Excerpts of location labeling data:

-.-.-

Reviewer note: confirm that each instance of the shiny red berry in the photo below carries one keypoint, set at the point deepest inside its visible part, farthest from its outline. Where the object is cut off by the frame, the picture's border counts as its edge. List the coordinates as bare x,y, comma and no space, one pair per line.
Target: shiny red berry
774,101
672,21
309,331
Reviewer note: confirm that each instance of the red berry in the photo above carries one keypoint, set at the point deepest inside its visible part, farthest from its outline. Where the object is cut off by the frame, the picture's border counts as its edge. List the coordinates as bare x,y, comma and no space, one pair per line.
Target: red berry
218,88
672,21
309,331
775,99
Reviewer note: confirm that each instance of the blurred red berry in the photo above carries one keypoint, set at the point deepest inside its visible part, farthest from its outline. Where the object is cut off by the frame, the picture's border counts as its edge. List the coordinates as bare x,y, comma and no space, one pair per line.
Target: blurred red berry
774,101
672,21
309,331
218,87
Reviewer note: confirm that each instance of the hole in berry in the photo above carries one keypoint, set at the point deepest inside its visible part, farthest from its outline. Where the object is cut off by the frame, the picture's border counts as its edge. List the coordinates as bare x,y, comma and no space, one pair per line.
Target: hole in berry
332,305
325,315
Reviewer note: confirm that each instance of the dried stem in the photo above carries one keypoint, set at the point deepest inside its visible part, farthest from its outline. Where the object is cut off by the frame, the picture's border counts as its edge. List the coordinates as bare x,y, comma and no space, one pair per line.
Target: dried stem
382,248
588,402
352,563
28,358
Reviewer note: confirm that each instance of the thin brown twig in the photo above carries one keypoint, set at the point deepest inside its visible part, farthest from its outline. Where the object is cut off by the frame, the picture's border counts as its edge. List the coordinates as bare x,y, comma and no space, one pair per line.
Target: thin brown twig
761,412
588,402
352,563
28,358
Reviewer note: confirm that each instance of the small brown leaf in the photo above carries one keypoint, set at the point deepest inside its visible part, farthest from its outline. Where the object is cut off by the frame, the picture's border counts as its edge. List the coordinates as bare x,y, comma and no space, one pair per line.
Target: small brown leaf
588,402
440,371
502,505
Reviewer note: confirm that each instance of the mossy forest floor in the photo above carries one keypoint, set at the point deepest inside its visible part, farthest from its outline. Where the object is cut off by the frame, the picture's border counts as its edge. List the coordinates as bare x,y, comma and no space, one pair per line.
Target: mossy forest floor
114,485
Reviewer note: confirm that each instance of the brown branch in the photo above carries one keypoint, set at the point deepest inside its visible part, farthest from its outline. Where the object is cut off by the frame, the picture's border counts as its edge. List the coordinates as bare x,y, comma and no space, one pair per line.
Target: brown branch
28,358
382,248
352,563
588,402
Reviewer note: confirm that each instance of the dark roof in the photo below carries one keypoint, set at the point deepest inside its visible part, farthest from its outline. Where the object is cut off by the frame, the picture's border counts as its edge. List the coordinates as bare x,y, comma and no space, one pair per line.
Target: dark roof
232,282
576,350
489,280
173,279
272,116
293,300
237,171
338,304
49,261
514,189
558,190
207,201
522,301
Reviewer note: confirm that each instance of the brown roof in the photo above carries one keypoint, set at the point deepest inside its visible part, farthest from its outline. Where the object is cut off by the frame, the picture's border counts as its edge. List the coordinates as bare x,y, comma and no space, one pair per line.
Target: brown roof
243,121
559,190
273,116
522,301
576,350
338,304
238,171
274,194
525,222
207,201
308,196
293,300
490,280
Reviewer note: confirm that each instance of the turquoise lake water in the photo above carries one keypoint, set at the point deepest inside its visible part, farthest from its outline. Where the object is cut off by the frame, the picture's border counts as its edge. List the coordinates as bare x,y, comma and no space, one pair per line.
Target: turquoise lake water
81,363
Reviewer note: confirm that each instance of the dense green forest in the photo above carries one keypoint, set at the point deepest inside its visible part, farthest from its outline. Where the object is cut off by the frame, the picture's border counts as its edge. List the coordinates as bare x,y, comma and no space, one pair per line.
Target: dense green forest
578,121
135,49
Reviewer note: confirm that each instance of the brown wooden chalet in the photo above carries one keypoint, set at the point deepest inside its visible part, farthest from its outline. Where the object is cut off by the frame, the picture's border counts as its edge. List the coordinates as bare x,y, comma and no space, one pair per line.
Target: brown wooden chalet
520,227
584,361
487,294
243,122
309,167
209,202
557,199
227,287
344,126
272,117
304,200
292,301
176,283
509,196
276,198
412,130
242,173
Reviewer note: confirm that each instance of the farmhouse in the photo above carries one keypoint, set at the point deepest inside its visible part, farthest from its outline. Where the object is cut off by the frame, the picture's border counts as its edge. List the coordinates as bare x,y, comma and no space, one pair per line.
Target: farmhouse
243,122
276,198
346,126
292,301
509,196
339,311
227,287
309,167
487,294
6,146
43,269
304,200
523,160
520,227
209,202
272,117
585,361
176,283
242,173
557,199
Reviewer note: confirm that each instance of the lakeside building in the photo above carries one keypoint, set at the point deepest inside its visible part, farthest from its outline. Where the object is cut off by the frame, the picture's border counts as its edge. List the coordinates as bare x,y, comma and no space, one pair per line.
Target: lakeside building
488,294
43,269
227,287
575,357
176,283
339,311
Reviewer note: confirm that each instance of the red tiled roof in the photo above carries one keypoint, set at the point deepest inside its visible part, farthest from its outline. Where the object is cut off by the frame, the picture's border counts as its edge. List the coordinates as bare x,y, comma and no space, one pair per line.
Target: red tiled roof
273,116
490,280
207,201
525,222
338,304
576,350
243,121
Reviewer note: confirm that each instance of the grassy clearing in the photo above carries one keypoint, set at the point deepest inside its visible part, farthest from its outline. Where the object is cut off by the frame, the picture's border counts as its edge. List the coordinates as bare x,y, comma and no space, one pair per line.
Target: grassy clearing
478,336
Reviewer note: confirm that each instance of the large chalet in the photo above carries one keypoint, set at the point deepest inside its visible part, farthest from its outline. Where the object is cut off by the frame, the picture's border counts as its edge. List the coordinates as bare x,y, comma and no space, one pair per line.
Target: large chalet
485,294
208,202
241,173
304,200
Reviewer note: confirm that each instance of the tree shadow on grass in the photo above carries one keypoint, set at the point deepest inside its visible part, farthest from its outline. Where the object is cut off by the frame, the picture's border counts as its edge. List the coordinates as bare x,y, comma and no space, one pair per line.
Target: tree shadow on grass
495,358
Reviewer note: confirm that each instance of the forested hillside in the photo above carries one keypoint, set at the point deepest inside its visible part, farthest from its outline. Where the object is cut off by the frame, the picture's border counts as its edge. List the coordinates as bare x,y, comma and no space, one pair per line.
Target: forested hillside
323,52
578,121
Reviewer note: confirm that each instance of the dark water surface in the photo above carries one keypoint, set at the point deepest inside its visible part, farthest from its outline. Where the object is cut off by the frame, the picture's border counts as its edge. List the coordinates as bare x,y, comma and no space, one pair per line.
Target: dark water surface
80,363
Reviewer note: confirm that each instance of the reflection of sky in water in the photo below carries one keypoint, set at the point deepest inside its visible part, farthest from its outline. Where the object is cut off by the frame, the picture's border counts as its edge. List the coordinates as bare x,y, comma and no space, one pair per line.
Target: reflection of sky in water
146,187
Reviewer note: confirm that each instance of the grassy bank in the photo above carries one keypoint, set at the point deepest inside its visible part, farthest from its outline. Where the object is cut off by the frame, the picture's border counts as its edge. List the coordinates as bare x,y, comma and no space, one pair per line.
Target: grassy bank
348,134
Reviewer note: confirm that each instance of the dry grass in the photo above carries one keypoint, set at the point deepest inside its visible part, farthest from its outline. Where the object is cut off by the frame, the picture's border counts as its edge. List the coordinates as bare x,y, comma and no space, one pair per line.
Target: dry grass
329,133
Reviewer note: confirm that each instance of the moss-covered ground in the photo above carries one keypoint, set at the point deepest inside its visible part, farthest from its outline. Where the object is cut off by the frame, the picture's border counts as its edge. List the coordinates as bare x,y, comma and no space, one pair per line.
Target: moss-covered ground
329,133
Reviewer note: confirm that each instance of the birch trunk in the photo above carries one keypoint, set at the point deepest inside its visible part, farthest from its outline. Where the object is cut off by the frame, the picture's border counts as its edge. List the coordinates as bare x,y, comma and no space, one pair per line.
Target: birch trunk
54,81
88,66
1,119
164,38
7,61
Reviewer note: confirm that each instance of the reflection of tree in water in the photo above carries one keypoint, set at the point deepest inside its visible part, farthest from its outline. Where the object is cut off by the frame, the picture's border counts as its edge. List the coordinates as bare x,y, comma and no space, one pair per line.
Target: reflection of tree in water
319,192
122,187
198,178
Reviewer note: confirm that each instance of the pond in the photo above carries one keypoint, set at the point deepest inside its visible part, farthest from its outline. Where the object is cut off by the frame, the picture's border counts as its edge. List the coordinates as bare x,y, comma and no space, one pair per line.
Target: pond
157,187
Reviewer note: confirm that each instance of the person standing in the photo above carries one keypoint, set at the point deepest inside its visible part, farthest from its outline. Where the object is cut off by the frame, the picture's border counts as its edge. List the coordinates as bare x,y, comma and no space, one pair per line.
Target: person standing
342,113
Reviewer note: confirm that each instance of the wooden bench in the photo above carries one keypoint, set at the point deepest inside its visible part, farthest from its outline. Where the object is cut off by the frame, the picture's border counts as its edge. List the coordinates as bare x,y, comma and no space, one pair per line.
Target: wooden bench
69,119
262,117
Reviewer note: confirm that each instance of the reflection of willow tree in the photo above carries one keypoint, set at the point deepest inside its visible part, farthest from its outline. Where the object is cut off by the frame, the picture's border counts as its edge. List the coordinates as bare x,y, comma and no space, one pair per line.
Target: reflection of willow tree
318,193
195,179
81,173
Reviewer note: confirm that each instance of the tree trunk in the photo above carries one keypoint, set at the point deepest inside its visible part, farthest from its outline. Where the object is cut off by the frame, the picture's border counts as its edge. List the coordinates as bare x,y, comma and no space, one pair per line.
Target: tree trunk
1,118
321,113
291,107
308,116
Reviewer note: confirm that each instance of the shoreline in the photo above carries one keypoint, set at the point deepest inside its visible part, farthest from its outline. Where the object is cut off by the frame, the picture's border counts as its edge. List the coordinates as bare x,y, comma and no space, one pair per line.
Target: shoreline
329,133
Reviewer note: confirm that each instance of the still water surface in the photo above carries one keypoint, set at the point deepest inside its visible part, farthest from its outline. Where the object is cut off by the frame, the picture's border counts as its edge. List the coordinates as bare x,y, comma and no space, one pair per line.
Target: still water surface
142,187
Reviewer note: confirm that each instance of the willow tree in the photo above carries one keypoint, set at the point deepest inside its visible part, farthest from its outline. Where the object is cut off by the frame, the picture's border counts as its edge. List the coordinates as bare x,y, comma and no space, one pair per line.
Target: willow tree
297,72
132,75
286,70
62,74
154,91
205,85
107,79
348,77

-.-.-

Repeat only the stretch of lines that opens with the line containing "Reviewer note: confirm that each instance of the tree trunk" and closes with the final line of the entries, both included, exactly as written.

Reviewer note: confirm that each instance of the tree trunk in the photo above carries one keypoint, set at the point deepest inside its visible part, farthest from its outline. Where the object is cut off by the frame, the picture's border counts as its edge. List the coordinates as bare x,y, comma and no space, one pair per line.
Target: tree trunk
1,118
321,113
291,107
308,116
Reviewer note: confirm that each instance of the shoreline in the photo above carries one keypoint, set at the point deepest inside its visible part, farthest from its outline. Where the object is cut off by the frame, the picture's border counts as its edge. List the coordinates as bare x,y, comma and no space, one pair per line.
Target: shoreline
329,133
Reviewer note: confirm that each instance of the still water surface in the photo above carries one keypoint, set at the point deepest inside its visible part, farthest from its outline. Where the object is cut off by the frame, the picture's border counts as its edge. List the coordinates as bare x,y, comma and no space, one pair per line.
Target: still water surface
142,187
Reviewer note: confirm that each instance of the willow tree in the photo above carries one keypoint, set at the point deepest inside its visible part, farthest from its outline. Where the object is cut off by the frame, the picture's border counts as its edge. List the coordinates as bare x,y, comma and no space, one pair per line.
Target: willow tree
297,72
132,75
286,70
62,74
154,91
205,85
107,79
348,77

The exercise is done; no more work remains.